◆ Metin parçası:
========================================
Benden Selam Söyle Anadolu’ya yersiz-yurtsuzluğa meze edilemez. Tersine bir kök salma çağrısıdır. Çağrıdan fazlası, kök salmanın ve geleceğe uzanmanın biricik yolunu anlatır.
Türlü saçmalığının yanı sıra kadın cinayetlerinin çoğaldığına da inanmayan Sevan Nişanyan’ı soL portalda anmak istemezdim; ama o da Dido Sotiriyu’nun adını kalemine dolamasaydı…
Olay 30 Ağustos’ta Şirince’de geçiyor. Sevan Beyin soyadını tabelasında taşımaya devam eden otelin sosyal medya hesabından paylaşılan görüntülerden anlaşılıyor ki, köyün meydanında çalınan İstiklal Marşı kahvaltı saatine denk geliyor ve sonuçta hep birlikte saygı duruşuna geçiliyor. Personel, müşteriler…
Altında 30 Ağustos’a saygı gösterilen ağaçları “kendi eliyle dikmiş olması” ile taçlanan bu manzara, zaten sıra dışı tepkileri ortalığa dökmesiyle tanınan beyimizi çileden çıkartmaya yetmiş. Müşterilerin bir kısmının Nişanyan’ın tabiriyle “terörize” edilip edilmediğini, yani kimin samimi biçimde 30 Ağustos’a sahip çıkıp kimin görüntüyü kurtarmak zorunda kaldığını bilemiyoruz. Aralarında yabancı turist varsa ne olup bittiğini anlamayan kesin vardır.
Bizim anladığımız, Nişanyan’ın bayram diye “yüz binlerce masum Rum’un katlinin ve sürgününün kutlandığını, memleketin en zorba ve sahte sınıfını onore etmeyi amaçlayan bir şov sergilendiğini” düşündüğüdür. Sosyal medyada tam olarak bunları yazdı.
Geçenlerde bu köşede değindiğim, solu istila eden “yersiz-yurtsuzluk” salgınının öfkeli bir dışavurumuyla karşı karşıyayız. Bahsi geçen tezi, gerçek yaklaşımlarını ara sıra ağızlarından kaçıran şeriatçılar ve Yunan ordusu Anadolu’da kamp kurduğunda memleketin çeşitli yörelerini işgal etmiş bulunan emperyalistler paylaşıyor:
“Bağımsızlığı hak etmeyen bir kötülük diyarı olan Türkiye gayrimeşrudur.” Türk milliyetçiliğine gösterilen tepki Türk düşmanı bir şovenizme dönüşüyor.
========================================
◆ Listelenen kayıtlar:
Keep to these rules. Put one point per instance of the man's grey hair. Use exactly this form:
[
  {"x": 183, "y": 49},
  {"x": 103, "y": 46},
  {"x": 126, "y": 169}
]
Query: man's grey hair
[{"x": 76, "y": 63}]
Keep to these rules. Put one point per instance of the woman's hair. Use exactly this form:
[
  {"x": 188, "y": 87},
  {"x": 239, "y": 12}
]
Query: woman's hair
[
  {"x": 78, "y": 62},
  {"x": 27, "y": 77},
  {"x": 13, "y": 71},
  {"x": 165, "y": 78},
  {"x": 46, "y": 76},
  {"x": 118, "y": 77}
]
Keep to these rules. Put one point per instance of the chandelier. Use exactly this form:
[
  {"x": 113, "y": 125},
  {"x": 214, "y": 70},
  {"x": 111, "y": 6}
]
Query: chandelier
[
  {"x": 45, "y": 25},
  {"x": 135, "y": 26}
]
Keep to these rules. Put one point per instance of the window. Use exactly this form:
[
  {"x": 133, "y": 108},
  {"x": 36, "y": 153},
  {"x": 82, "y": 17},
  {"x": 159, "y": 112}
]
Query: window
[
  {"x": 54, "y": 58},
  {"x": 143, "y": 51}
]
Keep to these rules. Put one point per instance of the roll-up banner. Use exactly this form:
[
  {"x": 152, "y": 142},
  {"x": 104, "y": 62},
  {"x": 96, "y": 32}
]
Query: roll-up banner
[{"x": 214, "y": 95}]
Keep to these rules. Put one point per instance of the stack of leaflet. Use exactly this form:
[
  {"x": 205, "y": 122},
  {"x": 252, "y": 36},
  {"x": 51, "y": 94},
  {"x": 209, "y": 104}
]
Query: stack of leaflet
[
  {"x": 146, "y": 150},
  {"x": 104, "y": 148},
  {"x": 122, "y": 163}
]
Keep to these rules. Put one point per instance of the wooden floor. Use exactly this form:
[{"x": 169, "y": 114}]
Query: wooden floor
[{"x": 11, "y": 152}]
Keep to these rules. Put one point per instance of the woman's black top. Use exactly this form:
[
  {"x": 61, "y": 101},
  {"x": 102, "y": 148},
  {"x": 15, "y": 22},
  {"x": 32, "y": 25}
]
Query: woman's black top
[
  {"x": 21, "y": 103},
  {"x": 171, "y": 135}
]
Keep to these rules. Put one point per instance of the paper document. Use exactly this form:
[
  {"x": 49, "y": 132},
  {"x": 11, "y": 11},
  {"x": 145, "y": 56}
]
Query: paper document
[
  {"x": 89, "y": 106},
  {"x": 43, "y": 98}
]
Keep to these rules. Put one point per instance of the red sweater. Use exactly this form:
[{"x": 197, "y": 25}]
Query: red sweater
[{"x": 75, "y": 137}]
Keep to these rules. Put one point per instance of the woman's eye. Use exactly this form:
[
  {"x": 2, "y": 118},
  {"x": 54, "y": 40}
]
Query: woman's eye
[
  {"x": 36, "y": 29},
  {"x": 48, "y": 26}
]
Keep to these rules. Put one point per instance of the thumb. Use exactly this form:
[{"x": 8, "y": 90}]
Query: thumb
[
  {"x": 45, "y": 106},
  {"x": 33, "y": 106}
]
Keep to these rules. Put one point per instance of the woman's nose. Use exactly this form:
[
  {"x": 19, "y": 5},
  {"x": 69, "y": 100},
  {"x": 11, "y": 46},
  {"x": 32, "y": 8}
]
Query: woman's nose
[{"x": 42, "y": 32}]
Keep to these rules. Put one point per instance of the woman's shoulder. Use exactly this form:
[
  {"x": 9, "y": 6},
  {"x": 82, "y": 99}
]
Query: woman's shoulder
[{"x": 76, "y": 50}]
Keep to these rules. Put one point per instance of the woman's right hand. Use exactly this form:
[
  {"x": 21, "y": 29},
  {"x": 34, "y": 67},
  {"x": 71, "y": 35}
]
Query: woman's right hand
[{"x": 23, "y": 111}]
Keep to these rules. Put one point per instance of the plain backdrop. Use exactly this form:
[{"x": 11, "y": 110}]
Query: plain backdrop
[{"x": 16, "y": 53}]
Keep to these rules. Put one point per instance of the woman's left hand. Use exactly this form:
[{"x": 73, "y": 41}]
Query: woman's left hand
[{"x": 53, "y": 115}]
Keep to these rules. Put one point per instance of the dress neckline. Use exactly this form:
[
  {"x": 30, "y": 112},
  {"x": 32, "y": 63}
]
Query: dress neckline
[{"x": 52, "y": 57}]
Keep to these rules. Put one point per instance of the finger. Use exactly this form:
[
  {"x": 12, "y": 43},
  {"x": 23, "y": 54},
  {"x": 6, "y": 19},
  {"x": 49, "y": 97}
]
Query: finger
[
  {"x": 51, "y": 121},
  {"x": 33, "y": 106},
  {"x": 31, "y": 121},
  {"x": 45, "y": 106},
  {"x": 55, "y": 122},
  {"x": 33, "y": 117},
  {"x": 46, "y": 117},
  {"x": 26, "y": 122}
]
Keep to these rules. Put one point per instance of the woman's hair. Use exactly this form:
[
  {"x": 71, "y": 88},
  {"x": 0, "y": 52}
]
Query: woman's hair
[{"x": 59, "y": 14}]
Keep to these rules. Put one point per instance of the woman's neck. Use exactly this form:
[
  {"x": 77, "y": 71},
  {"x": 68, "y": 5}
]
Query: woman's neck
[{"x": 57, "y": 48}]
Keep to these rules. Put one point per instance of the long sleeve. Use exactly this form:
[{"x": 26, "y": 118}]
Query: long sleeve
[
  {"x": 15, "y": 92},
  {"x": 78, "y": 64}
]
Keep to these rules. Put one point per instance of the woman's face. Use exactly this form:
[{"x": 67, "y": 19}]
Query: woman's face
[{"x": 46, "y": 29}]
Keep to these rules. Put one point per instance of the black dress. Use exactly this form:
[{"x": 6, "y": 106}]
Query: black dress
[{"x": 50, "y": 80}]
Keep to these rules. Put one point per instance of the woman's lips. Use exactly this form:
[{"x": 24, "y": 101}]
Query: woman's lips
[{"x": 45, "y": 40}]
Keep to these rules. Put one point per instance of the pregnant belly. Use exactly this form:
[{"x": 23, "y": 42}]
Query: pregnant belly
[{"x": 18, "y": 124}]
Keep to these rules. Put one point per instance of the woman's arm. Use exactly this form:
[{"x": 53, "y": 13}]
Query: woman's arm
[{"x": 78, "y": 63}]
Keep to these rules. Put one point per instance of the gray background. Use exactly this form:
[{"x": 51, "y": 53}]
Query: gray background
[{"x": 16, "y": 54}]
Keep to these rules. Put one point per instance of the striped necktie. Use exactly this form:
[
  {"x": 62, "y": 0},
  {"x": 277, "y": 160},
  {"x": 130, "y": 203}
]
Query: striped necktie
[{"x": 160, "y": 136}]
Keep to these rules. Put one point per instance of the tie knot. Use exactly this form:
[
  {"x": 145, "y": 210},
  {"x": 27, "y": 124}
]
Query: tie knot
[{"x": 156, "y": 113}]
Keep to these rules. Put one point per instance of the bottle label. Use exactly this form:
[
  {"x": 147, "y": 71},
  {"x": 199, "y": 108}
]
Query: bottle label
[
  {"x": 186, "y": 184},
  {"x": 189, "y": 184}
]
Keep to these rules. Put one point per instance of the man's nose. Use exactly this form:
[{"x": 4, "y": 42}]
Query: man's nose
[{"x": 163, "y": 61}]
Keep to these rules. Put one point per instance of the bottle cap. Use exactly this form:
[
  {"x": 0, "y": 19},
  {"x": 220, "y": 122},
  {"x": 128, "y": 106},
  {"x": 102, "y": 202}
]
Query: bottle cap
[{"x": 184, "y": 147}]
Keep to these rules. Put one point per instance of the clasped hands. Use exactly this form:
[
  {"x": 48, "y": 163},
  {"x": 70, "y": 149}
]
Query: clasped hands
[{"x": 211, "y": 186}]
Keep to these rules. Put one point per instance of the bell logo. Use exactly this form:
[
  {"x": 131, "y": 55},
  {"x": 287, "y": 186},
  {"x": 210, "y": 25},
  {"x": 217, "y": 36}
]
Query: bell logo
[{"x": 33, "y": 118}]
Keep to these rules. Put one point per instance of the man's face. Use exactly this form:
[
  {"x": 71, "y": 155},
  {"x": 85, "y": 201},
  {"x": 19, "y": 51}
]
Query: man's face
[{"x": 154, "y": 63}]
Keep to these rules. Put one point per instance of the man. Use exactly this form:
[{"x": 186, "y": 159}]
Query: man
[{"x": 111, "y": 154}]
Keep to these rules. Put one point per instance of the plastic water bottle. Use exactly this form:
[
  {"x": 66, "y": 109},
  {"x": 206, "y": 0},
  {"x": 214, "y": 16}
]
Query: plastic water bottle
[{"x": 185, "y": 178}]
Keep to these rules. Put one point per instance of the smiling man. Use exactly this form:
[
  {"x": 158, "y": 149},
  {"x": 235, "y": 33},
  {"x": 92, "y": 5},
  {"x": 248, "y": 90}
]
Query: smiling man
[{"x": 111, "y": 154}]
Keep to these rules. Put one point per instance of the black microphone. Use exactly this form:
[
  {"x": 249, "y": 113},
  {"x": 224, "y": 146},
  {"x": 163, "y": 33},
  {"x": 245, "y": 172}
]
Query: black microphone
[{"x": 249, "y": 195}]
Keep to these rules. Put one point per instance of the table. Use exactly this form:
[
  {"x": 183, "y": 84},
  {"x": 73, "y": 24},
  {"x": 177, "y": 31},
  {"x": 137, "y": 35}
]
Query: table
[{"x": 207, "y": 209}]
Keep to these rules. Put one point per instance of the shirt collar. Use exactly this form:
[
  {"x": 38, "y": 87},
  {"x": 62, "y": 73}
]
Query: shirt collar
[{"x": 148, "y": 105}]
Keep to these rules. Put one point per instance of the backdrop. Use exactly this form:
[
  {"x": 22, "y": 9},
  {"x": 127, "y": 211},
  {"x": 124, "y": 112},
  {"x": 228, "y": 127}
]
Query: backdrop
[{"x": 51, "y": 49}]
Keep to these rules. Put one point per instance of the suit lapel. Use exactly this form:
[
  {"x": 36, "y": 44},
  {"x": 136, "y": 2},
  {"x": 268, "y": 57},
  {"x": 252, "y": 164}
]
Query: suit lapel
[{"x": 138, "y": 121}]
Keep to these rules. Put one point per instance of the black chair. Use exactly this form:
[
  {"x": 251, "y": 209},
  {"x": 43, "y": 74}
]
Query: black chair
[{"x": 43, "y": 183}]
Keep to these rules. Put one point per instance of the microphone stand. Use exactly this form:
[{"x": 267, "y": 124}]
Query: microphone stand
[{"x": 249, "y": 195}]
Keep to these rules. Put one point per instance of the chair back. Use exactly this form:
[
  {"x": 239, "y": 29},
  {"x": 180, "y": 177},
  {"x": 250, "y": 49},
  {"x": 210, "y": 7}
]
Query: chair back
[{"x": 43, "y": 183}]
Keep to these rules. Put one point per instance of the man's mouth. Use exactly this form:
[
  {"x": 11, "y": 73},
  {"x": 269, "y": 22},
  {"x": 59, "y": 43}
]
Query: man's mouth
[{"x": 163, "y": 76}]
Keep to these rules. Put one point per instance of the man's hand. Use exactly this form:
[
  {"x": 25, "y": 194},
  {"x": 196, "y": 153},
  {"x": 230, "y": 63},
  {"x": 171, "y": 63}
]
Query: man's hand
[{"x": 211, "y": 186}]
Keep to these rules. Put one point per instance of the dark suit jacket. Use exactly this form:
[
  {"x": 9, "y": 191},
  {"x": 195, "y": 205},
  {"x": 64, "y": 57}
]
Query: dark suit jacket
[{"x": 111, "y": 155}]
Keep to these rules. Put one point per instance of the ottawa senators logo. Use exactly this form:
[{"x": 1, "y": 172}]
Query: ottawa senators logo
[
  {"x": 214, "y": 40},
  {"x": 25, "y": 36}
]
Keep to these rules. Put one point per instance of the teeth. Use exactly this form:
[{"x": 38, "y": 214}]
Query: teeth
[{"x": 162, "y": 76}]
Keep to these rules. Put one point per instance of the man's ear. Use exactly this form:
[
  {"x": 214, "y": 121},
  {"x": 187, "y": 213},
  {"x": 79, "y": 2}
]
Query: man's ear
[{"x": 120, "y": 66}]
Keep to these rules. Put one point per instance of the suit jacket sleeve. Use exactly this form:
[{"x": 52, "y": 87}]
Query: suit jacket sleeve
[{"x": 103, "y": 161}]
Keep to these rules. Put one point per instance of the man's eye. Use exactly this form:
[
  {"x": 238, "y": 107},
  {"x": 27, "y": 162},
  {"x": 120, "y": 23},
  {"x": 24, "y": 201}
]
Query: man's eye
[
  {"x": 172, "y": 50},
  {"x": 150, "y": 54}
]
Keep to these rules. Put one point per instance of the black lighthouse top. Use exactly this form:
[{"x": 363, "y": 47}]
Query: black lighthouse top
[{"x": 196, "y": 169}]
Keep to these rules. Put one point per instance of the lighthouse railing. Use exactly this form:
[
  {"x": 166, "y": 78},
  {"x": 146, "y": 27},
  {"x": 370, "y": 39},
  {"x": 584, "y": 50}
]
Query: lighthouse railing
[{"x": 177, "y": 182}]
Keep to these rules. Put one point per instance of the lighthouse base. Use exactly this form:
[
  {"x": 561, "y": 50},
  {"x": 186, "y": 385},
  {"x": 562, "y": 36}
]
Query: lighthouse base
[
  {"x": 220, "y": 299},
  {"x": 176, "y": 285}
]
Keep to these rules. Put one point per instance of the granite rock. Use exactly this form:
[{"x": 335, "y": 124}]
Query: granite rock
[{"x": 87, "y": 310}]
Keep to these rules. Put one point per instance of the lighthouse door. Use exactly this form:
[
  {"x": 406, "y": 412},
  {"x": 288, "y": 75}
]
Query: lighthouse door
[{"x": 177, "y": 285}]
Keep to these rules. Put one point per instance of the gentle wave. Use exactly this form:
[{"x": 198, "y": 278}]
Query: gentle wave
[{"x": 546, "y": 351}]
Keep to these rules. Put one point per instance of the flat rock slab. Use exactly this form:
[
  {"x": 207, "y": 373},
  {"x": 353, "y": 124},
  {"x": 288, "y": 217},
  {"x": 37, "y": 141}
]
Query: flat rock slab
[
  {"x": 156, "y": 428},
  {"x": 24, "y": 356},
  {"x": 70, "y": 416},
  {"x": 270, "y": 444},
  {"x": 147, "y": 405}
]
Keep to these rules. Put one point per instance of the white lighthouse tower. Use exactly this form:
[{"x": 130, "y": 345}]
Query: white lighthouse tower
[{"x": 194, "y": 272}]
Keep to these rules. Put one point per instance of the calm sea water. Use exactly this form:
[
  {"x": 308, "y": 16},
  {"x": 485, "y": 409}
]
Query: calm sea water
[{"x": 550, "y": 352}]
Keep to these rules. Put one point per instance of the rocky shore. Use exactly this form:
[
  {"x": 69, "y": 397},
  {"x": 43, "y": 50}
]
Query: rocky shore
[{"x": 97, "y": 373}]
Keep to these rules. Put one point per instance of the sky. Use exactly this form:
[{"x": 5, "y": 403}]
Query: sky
========================================
◆ Verilen görev:
Metin parçasında anlatılan olay hangi tarihte ve hangi köyde geçiyor, lütfen belirtin.

◆ Tamamlanan yanıt:
Olay 30 Ağustos'ta Şirince'de geçiyor.